Assigned task 1 —
In the article on e-waste along the Ramganga river, from which four locations did the Uttar Pradesh Pollution Control Board collect samples?
Assigned task 2 —
Continue the article on e-waste along the Ramganga river from its last sentence.

Passage for review —

*** Block opens ***

- E-waste near Ramganga contains chromium and cadmium: Panel
- Ramganga river is highly polluted: National Green Tribunal
- A fine of Rs 1 lakh imposed on dumping e-waste in Ramganga river
New Delhi: E-waste lying on the banks of the Ramganga river in Moradabad in Uttar Pradesh contains hazardous chemicals such as chromium and cadmium, a committee has told the National Green Tribunal (NGT)
The committee, comprising officials of the Uttar Pradesh Pollution Control Board (UPPCB), Moradabad Nagar Nigam, Uttar Pradesh Public Works Department and the Uttar Pradesh Rural Engineering Services, told the tribunal that the concentration of metals in the e-waste, which was in the form of black powder, was above the prescribed level. The committee was formed by the NGT.
“The Uttar Pradesh Pollution Control Board collected samples of e-waste from four locations – Lalbagh, Dashwanghat, Nawabpura and Barbwalan. The samples were analysed by Indian Institute of Toxicology Research…
The analysis report indicated presence of chromium, cadmium, copper, lead, nickel, manganese and zinc in the black powder. The concentration of metals in the black powder is above the threshold limit as specified in Schedule-II of the Hazardous and Other Wastes (Management and Transboundary Movement) Rules, 2016, thus rendering the dumped black powder as hazardous waste, the report said.
The committee said the UPPCB has initiated the process of inviting technical experts for on-site remediation of the black powder lying on the banks through low-cost treatment.
Expression of Interest has been invited for carrying out study in Moradabad for assessment of environmental problem due to unauthorised unscientific recycling of e-waste and disposal of black powder generated from the process of recycling through low-cost in-situ technology for treatment and stabilisation of solid waste bearing metallic contamination.

*** Block closes ***

Extracted data —
*** Block opens ***

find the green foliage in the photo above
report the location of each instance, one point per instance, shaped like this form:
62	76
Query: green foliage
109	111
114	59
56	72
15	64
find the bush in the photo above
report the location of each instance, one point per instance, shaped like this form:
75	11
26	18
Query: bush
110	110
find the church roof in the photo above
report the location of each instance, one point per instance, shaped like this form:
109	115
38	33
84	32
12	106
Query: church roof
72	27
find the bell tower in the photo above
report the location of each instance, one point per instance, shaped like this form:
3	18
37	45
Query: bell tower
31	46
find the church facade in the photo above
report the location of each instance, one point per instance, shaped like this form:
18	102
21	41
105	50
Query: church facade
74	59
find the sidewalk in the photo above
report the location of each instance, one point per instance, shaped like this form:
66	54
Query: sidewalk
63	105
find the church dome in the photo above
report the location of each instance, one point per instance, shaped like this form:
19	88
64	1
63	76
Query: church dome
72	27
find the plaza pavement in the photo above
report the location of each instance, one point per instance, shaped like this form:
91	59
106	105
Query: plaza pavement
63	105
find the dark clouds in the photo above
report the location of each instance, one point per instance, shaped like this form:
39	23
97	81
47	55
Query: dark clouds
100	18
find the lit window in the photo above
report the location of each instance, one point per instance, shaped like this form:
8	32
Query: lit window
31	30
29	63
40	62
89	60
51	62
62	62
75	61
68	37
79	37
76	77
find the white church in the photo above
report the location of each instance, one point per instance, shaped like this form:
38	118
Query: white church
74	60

*** Block closes ***
*** Block opens ***

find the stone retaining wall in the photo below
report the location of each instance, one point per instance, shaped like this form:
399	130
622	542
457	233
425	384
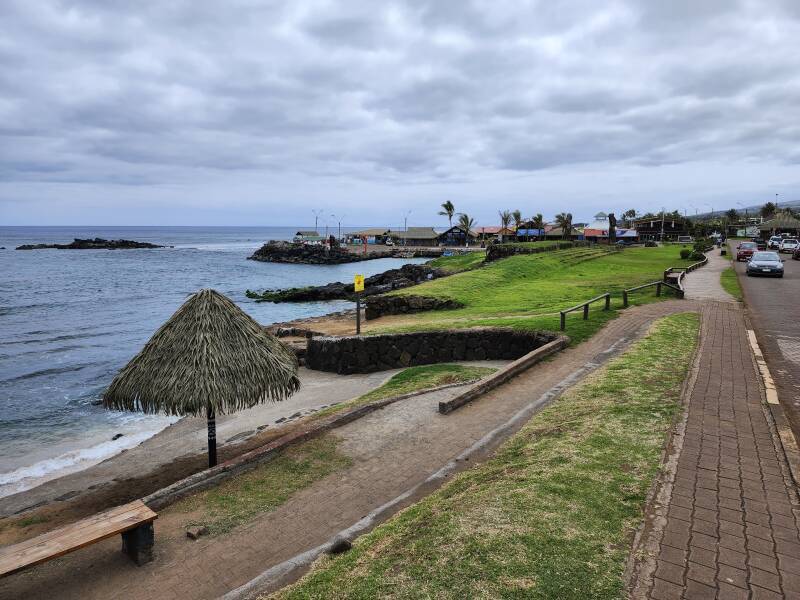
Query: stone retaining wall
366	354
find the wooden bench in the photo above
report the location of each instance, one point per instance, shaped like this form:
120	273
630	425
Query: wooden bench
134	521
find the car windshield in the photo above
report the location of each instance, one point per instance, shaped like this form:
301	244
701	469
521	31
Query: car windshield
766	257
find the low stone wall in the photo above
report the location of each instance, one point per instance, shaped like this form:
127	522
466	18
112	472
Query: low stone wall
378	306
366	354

*** Block closes ***

Task answer 1 —
Lalbagh, Dashwanghat, Nawabpura and Barbwalan.

Task answer 2 —
Processes like bio-remediation, Phytoremediation/in-situ stabilisation are being explored,” it said. The report was submitted in pursuance to the NGT’s May 3 direction, asking the district magistrate to hold a meeting and submit a detailed report on the issue.
The tribunal was hearing a petition filed by scientist Mahendra Pandey, through advocate Gaurav Bansal, seeking action against illegal processing of electronic waste in Moradabad, Bareilly and Shahjahanpur districts of Uttar Pradesh along the Ramganga river, an important tributary of the Ganges.
The green panel had announced that anyone found dumping electronic waste on the banks of the Ramganga river in Moradabad would have to pay Rs 1 lakh as environment compensation.
The bench had also made it clear that the environment compensation would vary from Rs 50,000 to Rs 1 lakh depending on the quantum of waste dumped.
The bench noted that the Ramganga river is highly polluted.
The river, which spans a length of 596 kms, carries a BOD load (biochemical oxygen demand) of 128 tonnes per day and is polluted by heavy discharge from various industries such as sugar, distillery, pulp and paper, textile and dying, it noted.